Supplied entries →
_ _ _ _ _ _ _

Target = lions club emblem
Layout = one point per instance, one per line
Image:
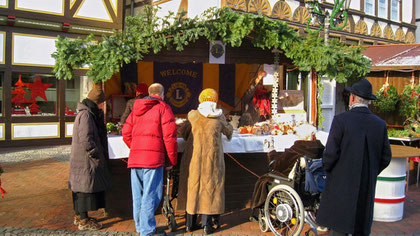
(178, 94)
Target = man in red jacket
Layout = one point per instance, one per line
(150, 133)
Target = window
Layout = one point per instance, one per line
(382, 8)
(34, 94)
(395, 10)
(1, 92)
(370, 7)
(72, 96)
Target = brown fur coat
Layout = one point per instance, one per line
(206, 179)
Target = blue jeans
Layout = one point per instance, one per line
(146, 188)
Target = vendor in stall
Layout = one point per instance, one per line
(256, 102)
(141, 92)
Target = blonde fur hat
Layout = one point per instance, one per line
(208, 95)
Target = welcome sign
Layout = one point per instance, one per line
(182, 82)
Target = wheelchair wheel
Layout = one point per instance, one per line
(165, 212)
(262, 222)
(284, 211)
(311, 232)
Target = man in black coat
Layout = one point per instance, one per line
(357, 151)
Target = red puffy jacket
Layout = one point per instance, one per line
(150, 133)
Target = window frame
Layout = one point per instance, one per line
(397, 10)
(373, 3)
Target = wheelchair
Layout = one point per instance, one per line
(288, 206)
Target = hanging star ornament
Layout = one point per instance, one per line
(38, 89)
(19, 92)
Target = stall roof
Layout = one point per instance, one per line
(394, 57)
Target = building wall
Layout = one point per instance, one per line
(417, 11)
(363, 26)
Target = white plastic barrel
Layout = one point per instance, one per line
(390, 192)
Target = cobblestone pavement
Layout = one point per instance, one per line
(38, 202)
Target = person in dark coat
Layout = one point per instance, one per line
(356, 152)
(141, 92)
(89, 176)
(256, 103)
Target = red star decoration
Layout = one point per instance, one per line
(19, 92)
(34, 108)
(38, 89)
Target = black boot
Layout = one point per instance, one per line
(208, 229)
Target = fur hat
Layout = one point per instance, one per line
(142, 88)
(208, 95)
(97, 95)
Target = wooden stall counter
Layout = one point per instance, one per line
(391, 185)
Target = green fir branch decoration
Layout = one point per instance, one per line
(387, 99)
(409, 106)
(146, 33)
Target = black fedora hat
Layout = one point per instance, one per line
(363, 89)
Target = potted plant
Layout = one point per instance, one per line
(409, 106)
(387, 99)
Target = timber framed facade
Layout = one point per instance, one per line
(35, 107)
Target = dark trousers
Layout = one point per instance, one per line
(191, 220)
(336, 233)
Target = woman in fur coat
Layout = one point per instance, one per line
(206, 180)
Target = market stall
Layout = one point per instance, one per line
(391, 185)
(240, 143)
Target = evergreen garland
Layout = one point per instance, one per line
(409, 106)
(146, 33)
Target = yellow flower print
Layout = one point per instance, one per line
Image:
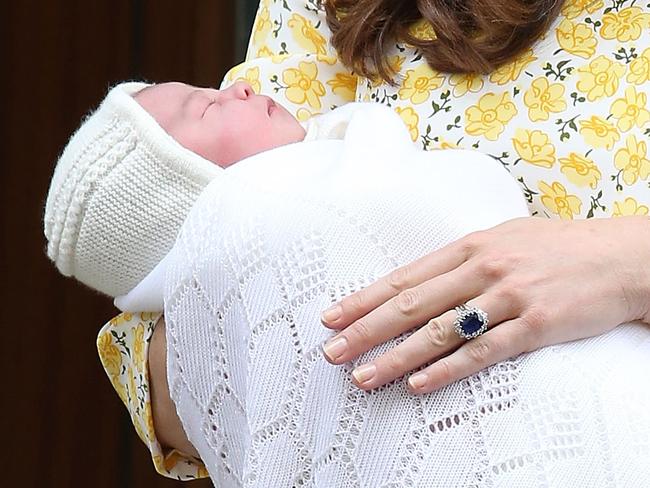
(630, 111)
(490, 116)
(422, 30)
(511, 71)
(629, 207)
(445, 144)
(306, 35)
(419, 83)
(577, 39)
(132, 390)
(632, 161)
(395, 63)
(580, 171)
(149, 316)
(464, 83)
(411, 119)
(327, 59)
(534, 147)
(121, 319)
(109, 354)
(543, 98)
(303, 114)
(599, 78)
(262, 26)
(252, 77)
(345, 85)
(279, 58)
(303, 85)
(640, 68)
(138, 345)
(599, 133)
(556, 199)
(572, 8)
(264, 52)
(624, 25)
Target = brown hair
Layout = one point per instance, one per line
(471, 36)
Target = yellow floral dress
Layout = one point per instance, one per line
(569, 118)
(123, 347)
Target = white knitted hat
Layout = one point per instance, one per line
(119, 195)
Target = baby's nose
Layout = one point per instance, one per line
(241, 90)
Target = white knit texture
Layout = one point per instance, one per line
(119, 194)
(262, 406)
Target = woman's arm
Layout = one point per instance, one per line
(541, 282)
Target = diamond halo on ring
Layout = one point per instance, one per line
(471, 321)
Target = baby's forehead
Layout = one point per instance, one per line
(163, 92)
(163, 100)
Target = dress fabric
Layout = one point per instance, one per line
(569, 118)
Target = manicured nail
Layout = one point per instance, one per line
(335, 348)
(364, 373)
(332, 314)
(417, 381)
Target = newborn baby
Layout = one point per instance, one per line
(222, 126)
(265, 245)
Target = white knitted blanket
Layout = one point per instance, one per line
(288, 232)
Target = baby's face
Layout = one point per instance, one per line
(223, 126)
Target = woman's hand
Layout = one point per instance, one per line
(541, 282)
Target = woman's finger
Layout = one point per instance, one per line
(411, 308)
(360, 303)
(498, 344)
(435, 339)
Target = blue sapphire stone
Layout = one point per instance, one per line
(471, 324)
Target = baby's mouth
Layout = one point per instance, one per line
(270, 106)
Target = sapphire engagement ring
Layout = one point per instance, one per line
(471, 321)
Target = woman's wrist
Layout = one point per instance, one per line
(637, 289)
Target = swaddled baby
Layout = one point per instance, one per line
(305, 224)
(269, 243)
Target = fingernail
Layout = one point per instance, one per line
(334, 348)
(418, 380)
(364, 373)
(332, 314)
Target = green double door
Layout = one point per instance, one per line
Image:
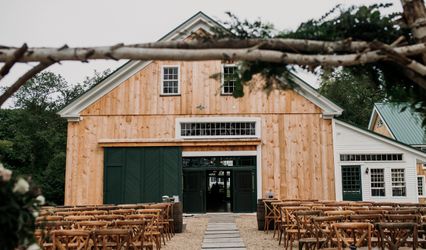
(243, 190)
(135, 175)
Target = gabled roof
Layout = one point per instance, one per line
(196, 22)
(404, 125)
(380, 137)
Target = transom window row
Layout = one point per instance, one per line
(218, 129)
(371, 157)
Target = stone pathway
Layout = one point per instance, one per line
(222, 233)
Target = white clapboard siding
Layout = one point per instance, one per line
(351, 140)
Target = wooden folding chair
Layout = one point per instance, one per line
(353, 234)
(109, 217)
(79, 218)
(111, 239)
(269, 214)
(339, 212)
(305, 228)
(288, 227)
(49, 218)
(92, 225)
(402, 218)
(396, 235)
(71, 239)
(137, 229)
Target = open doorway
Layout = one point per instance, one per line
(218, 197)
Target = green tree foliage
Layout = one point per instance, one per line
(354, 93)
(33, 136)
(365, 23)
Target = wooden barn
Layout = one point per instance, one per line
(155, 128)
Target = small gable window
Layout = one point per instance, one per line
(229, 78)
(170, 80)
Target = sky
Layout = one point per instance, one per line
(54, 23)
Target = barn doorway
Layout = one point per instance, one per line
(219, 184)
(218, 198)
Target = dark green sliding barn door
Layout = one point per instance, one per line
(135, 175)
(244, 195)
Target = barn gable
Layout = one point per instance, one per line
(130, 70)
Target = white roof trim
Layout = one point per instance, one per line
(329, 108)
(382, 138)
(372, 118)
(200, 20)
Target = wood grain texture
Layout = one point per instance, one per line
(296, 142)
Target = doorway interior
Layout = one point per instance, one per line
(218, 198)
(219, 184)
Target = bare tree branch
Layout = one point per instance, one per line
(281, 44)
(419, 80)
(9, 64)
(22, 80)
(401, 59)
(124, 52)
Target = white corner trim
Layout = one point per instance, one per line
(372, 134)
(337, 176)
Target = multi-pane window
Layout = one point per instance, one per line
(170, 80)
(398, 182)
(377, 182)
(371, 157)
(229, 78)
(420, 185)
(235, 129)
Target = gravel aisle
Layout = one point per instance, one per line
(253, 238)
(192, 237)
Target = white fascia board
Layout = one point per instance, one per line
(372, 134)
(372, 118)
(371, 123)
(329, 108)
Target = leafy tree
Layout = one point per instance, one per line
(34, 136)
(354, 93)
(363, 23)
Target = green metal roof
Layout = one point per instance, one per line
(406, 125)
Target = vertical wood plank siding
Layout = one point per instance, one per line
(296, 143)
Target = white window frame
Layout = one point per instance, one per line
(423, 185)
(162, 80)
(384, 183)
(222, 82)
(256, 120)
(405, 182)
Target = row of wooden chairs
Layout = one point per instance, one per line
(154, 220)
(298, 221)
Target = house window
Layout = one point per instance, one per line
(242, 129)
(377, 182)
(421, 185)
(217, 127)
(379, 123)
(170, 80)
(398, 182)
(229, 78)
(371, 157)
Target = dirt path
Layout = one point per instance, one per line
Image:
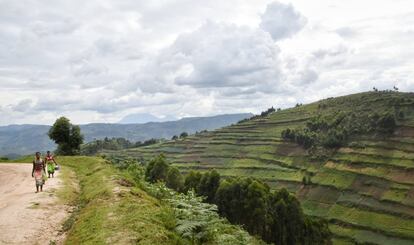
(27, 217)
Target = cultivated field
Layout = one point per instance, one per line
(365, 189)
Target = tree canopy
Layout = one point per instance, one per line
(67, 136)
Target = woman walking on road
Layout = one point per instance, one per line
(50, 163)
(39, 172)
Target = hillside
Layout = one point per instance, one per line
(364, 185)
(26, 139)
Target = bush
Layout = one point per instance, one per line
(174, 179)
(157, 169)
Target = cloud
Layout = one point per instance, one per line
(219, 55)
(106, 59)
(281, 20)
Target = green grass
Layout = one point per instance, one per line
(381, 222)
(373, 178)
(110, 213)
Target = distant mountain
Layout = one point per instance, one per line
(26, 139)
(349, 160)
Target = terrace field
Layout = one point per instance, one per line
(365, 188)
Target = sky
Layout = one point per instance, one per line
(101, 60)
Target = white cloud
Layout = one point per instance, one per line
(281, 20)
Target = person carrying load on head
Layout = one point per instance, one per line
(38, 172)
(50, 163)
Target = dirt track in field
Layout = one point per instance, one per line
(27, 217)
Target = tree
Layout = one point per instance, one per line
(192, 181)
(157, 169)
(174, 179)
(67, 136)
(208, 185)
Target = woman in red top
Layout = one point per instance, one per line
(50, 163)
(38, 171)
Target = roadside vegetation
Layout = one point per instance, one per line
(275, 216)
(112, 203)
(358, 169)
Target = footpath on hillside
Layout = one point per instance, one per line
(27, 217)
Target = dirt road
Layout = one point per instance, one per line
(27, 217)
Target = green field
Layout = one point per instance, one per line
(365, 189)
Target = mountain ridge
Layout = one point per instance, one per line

_ _ _ _ _ _ _

Task prompt → With the pictures omitted, restate word for word the lines above from the line that has "Target = green double door" up to and including the line that has "Target = stone pathway", and no other lines.

Result →
Target = green double door
Layout = one point per instance, one per line
Image:
(243, 190)
(135, 175)
Target = gabled roof
Layout = one point per instance, one per line
(196, 22)
(404, 125)
(380, 137)
Target = transom window row
Layout = one point per instance, one per line
(218, 129)
(371, 157)
Target = stone pathway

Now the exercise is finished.